### WORK REQUIRED
Copy out the rows below verbatim, from the line with "Indicate the large" up to and including the line with "pixel 974 707". Leave the pictures out.

### DATA PROVIDED
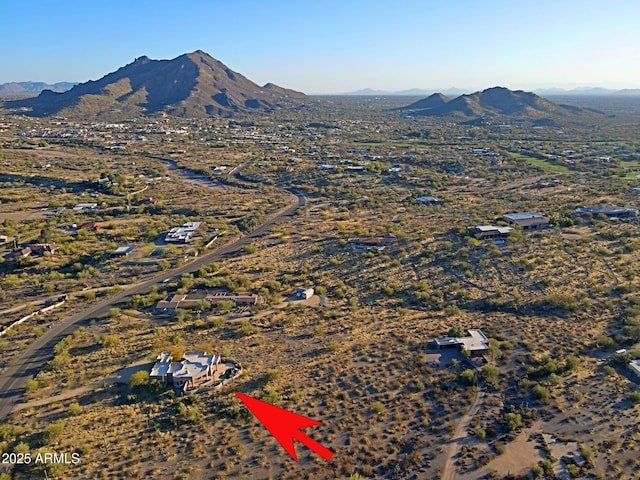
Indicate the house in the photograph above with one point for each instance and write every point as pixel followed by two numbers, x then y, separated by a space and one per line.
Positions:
pixel 634 367
pixel 186 302
pixel 93 226
pixel 42 248
pixel 379 242
pixel 182 234
pixel 122 251
pixel 489 231
pixel 611 211
pixel 476 342
pixel 527 220
pixel 23 252
pixel 85 206
pixel 194 370
pixel 550 184
pixel 34 248
pixel 304 293
pixel 428 199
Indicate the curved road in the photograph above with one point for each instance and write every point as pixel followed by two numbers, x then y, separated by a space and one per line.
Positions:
pixel 15 376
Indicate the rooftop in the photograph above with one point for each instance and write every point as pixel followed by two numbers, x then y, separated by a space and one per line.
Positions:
pixel 475 341
pixel 191 365
pixel 522 216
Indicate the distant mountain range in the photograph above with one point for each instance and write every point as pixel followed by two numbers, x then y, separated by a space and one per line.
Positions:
pixel 21 89
pixel 191 85
pixel 492 103
pixel 454 92
pixel 413 92
pixel 588 91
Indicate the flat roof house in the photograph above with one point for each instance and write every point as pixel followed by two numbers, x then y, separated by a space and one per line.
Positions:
pixel 611 211
pixel 489 231
pixel 379 242
pixel 634 367
pixel 304 293
pixel 476 342
pixel 194 370
pixel 527 220
pixel 186 302
pixel 184 233
pixel 122 251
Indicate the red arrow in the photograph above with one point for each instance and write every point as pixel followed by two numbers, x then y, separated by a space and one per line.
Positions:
pixel 284 425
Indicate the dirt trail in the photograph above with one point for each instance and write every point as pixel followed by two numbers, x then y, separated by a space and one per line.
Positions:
pixel 460 437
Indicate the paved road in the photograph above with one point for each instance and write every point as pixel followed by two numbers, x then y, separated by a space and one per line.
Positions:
pixel 15 376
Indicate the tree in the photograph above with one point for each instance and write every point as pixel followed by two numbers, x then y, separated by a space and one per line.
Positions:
pixel 138 379
pixel 75 409
pixel 225 305
pixel 490 372
pixel 31 385
pixel 514 420
pixel 540 392
pixel 53 432
pixel 468 377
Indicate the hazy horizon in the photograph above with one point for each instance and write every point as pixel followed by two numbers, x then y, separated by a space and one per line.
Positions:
pixel 336 48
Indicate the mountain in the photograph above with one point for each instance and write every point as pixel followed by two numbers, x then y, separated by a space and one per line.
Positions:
pixel 588 91
pixel 22 89
pixel 452 92
pixel 191 85
pixel 436 100
pixel 492 103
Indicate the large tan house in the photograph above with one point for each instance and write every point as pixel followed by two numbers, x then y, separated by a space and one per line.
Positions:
pixel 194 370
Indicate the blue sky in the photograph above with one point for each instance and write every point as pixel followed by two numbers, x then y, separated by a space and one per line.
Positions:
pixel 335 46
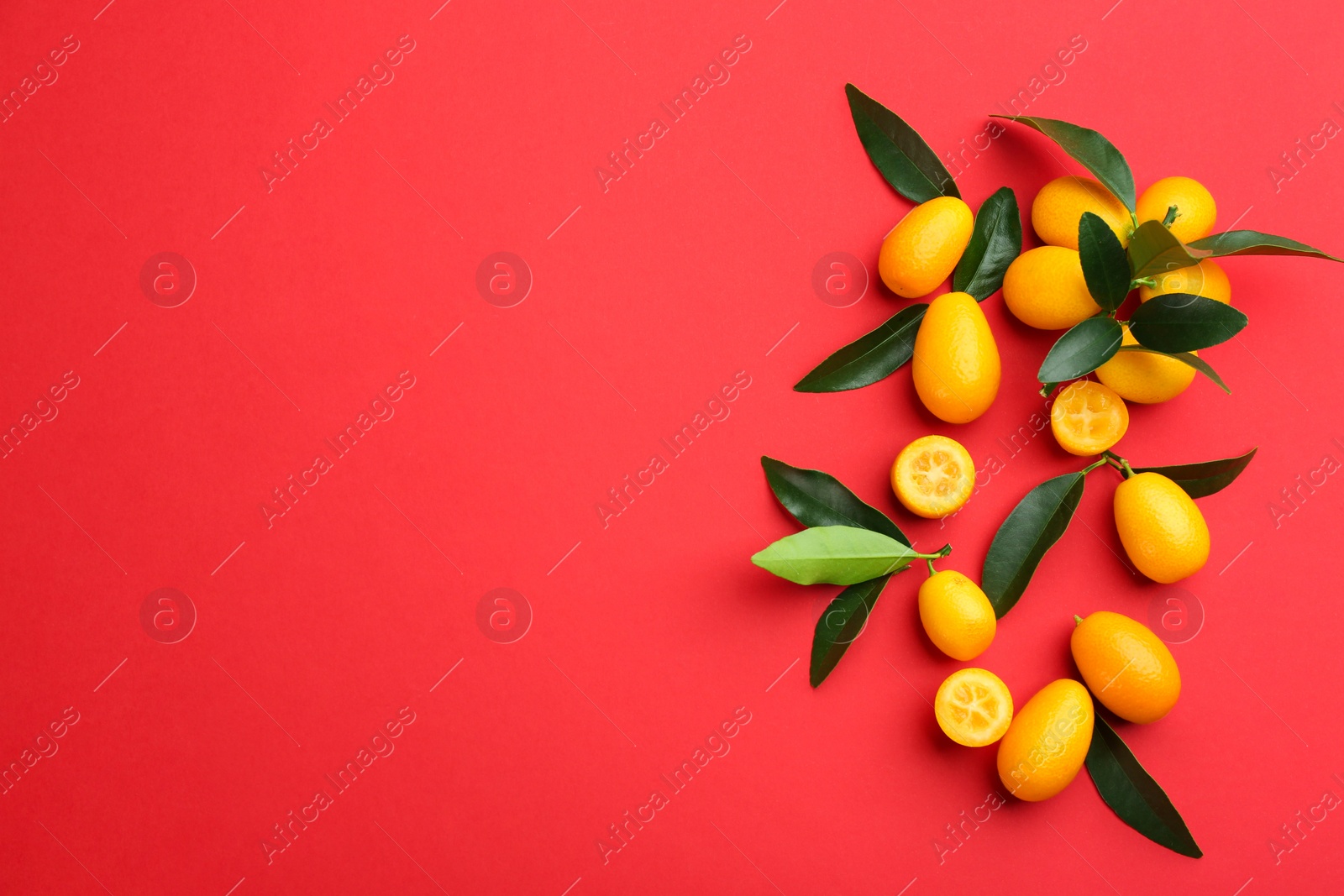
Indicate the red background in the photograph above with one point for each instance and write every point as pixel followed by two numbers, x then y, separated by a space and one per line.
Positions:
pixel 649 296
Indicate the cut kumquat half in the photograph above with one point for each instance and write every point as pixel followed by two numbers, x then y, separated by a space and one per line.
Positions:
pixel 1088 418
pixel 933 476
pixel 974 707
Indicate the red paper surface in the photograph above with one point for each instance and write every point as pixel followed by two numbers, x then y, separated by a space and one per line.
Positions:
pixel 315 634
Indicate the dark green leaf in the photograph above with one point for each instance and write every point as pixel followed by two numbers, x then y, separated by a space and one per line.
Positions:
pixel 1032 530
pixel 1179 322
pixel 819 499
pixel 843 621
pixel 1082 349
pixel 1249 242
pixel 1155 250
pixel 833 553
pixel 994 244
pixel 1184 358
pixel 909 164
pixel 1133 794
pixel 1200 479
pixel 1095 152
pixel 1105 266
pixel 870 358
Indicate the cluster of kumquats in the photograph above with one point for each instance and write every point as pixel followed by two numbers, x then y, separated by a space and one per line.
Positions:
pixel 956 374
pixel 1101 244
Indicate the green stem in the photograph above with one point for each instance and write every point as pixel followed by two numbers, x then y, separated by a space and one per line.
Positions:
pixel 1119 463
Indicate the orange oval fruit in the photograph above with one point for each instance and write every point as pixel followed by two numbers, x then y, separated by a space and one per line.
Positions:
pixel 956 360
pixel 925 246
pixel 956 614
pixel 1162 528
pixel 1047 741
pixel 1061 203
pixel 1126 667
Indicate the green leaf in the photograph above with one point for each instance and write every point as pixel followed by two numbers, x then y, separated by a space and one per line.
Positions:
pixel 1105 266
pixel 994 244
pixel 1249 242
pixel 1082 349
pixel 1200 479
pixel 1021 543
pixel 1133 794
pixel 870 358
pixel 835 553
pixel 909 164
pixel 1155 250
pixel 840 624
pixel 1179 322
pixel 819 499
pixel 1095 152
pixel 1184 358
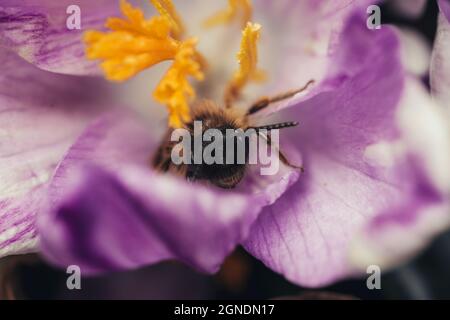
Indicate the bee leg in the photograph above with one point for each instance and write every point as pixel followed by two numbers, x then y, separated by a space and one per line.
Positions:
pixel 266 101
pixel 282 157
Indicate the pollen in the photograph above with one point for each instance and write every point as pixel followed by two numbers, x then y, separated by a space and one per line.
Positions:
pixel 134 44
pixel 248 59
pixel 236 9
pixel 167 9
pixel 174 90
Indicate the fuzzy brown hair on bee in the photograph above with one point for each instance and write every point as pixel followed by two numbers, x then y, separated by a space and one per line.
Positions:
pixel 214 117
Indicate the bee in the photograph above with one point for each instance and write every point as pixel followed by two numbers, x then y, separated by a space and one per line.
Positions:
pixel 213 116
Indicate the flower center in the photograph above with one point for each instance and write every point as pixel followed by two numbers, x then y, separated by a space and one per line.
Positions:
pixel 134 44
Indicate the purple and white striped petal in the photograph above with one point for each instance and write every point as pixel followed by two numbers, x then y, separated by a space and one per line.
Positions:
pixel 41 114
pixel 440 60
pixel 109 210
pixel 38 31
pixel 360 163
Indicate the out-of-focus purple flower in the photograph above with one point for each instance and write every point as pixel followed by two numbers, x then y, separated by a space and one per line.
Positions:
pixel 410 9
pixel 440 61
pixel 373 145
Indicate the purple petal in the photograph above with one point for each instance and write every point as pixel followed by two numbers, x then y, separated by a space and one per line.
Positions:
pixel 119 214
pixel 440 59
pixel 38 32
pixel 298 40
pixel 357 162
pixel 411 8
pixel 41 114
pixel 444 7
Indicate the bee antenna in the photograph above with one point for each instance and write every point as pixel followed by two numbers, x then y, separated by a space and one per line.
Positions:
pixel 281 125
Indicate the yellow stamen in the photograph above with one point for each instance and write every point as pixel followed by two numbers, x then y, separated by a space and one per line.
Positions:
pixel 248 59
pixel 236 8
pixel 135 44
pixel 174 90
pixel 167 9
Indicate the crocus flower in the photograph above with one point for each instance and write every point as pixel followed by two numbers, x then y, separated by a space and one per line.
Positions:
pixel 374 147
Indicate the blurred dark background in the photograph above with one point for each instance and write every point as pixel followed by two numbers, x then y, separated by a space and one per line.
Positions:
pixel 242 276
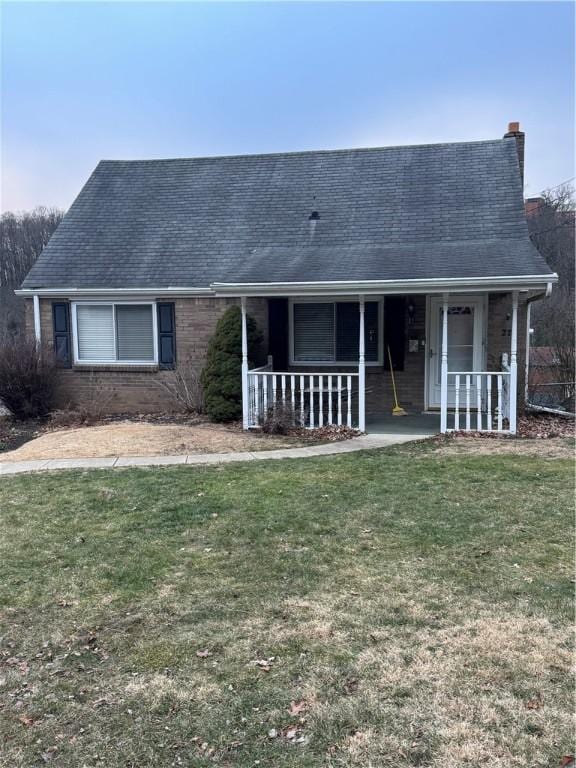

### EXERCISE ANSWER
Indicate the large tan house in the photograph above with one point for each instance and write every point as pixel followed by two numbers, x then y, separated by a space and one per line.
Positions:
pixel 194 370
Indicate the blue sky in the photograph above with one point for each instance and write every point as pixel followed by two numbers, x then y, separated by a space and one per line.
Positions:
pixel 335 46
Indicate the red background in the photograph above with one point for each instance and write every point as pixel followed by two numbers, x then y, separated by a space and one per line.
Positions:
pixel 649 296
Indicate the cut kumquat half in the photograph above with one point for each instance and write every point as pixel followed by two numbers, x then y, separated by a space and one per line.
Positions:
pixel 1088 418
pixel 933 476
pixel 974 707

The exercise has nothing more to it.